— Start LISTING —

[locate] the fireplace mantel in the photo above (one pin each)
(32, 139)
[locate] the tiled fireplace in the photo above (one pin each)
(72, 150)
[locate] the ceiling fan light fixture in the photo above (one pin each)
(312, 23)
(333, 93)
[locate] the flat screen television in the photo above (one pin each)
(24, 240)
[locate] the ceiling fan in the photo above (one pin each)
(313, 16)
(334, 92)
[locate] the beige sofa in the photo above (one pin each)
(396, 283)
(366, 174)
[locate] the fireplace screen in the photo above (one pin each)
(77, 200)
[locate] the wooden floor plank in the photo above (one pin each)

— End LISTING —

> _GIVEN PROBLEM_: Copy the rows again from the line containing "[locate] the fireplace screen" through the end of the rows, with both ends included and the requests kept, and shift every coordinate in the answers up by 49.

> _EXERCISE ANSWER_:
[locate] the fireplace screen in the photo above (one pin each)
(126, 249)
[locate] the wooden floor plank in the photo above (one pin each)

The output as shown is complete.